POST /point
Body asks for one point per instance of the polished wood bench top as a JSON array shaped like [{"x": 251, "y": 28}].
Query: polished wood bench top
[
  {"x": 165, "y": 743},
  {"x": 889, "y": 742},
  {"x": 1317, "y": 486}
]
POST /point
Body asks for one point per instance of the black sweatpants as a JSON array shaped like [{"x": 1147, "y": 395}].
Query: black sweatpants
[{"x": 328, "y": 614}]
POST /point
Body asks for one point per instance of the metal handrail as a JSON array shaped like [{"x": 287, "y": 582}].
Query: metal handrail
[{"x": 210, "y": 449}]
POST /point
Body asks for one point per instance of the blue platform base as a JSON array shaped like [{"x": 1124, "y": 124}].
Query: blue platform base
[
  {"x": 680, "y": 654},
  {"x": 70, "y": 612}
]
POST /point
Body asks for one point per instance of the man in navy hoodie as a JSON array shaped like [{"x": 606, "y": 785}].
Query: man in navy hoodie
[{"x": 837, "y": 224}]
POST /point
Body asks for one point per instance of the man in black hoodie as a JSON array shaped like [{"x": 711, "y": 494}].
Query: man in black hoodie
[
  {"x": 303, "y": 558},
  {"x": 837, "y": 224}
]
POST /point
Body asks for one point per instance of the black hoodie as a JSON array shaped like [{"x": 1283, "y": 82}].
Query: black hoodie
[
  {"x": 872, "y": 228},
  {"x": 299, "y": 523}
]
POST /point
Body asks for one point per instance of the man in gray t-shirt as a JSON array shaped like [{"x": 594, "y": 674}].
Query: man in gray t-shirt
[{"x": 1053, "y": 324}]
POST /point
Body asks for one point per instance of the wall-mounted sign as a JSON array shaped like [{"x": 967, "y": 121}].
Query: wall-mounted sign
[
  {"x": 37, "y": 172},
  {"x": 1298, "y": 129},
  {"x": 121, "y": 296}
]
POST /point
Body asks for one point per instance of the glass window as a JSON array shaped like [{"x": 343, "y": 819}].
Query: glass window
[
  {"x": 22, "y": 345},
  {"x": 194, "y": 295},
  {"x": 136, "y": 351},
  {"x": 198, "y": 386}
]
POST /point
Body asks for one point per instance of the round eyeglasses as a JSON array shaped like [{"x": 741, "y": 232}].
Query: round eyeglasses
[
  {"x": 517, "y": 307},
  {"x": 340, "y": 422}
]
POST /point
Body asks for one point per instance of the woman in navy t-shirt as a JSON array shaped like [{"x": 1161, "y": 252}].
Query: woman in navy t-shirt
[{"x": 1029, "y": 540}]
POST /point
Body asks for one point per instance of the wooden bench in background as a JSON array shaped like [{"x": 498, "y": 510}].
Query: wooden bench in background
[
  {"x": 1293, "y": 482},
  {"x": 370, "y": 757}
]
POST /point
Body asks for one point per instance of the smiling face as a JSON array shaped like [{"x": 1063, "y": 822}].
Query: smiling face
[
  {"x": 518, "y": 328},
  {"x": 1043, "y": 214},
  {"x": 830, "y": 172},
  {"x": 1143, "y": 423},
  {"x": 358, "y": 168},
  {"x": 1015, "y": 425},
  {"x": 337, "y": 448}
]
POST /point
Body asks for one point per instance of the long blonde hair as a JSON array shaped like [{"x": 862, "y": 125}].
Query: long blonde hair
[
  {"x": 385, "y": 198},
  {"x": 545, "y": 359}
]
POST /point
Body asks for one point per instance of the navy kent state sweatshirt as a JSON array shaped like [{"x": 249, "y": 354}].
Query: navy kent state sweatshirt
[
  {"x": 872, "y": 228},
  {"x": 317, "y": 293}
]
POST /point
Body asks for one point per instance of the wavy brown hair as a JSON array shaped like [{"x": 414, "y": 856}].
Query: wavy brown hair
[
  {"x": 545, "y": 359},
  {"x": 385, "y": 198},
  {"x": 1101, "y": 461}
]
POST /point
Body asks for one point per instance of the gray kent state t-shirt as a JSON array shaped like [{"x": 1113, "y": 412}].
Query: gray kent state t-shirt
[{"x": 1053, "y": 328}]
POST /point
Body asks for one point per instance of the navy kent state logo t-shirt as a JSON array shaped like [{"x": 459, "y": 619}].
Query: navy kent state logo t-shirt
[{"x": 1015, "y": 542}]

▶ Directions
Copy out the full listing above. Keep every word as it is.

▶ Completed exercise
POST /point
Body asks for one point per instance of the polished wood bench top as a JSON array shaped like [{"x": 251, "y": 28}].
Query: polished wood bench top
[
  {"x": 165, "y": 743},
  {"x": 889, "y": 742},
  {"x": 1317, "y": 486}
]
POST /point
Body asks for one point per instance of the black sweatpants as a JSON array shaped like [{"x": 1147, "y": 395}].
Query: black sweatpants
[{"x": 328, "y": 614}]
POST /point
Body asks for one point per instance of the metal handrail as a JSON array shaped like [{"x": 287, "y": 582}].
Query: metal handrail
[{"x": 210, "y": 449}]
POST /point
Body asks for one point per instance of the blue platform base as a JSON array shaped like [{"x": 1124, "y": 124}].
Query: blue platform base
[
  {"x": 680, "y": 654},
  {"x": 70, "y": 612}
]
POST /point
Body asks for one point per instance of the man in navy hoodie as a JSON array shaped like [{"x": 606, "y": 785}].
Query: man in navy hoodie
[{"x": 837, "y": 224}]
POST /point
Body asks for one point per instance of the man in black hoodie as a JSON array shaped like [{"x": 711, "y": 494}].
Query: man in black hoodie
[
  {"x": 303, "y": 558},
  {"x": 837, "y": 224}
]
POST /point
Body asks for one point per instance of the black hoodie as a JSON array shaped like [{"x": 1283, "y": 82}].
Query: black hoodie
[
  {"x": 872, "y": 228},
  {"x": 299, "y": 523}
]
POST /point
Body asks for one point per instance of the man in gray t-shirt as a JSON array shaped like [{"x": 594, "y": 674}].
Query: man in gray t-shirt
[{"x": 1053, "y": 324}]
POST /point
Body asks for one point per instance of the wall-mounted sign as a JSON array shaped like [{"x": 967, "y": 121}].
Query: wall-mounted sign
[
  {"x": 37, "y": 172},
  {"x": 1298, "y": 129},
  {"x": 121, "y": 296}
]
POST /point
Body asks for one point per instance of the glass window as a JSON array shaped like [{"x": 343, "y": 819}].
Query: glass window
[
  {"x": 22, "y": 345},
  {"x": 194, "y": 295},
  {"x": 136, "y": 351},
  {"x": 198, "y": 386}
]
POST /point
Body asks for one point per instance of the round eyeglasses as a JSON array shaped like [{"x": 741, "y": 232}].
Query: round eyeglasses
[
  {"x": 517, "y": 307},
  {"x": 340, "y": 422}
]
POST /point
Body asks for one point per instance of the woman in navy t-shirt as a JSON array shaped like [{"x": 1161, "y": 252}].
Query: woman in navy t-shirt
[{"x": 1029, "y": 540}]
POST /point
Body asks for one point per instance of the wooden bench in background as a JSON array shaped like [{"x": 498, "y": 510}].
Query: wooden bench in background
[
  {"x": 1293, "y": 482},
  {"x": 370, "y": 757}
]
POST /point
Body asks for one point per instance of the smiling face as a JSON array shaped like [{"x": 1063, "y": 822}].
Query: smiling face
[
  {"x": 518, "y": 328},
  {"x": 1043, "y": 214},
  {"x": 830, "y": 172},
  {"x": 1143, "y": 423},
  {"x": 358, "y": 168},
  {"x": 1015, "y": 425},
  {"x": 337, "y": 448}
]
POST /point
Body asks for one point per instance of the long blonde hair as a JSON array shaped like [{"x": 862, "y": 125}].
Query: long blonde hair
[
  {"x": 385, "y": 198},
  {"x": 545, "y": 359}
]
POST /point
Body asks for one point per instance of the navy kent state sweatshirt as a JSON array shaped like [{"x": 249, "y": 354}].
Query: navy kent state sweatshirt
[
  {"x": 872, "y": 228},
  {"x": 317, "y": 293}
]
POST /point
Body asks for one point per instance of the wavy brown hair as a JSON array shaped like [{"x": 414, "y": 856}].
Query: wavy brown hair
[
  {"x": 545, "y": 359},
  {"x": 385, "y": 198},
  {"x": 1101, "y": 461}
]
POST /point
Body asks for one point per instance of the gray kent state t-shirt as a JSON array shaped like [{"x": 1113, "y": 412}].
Query: gray kent state t-shirt
[{"x": 1053, "y": 328}]
POST /point
Body asks for one point per instance of the navy kent state logo t-shirt as a JSON array shaped like [{"x": 459, "y": 619}].
Query: navy kent state logo t-shirt
[{"x": 1015, "y": 542}]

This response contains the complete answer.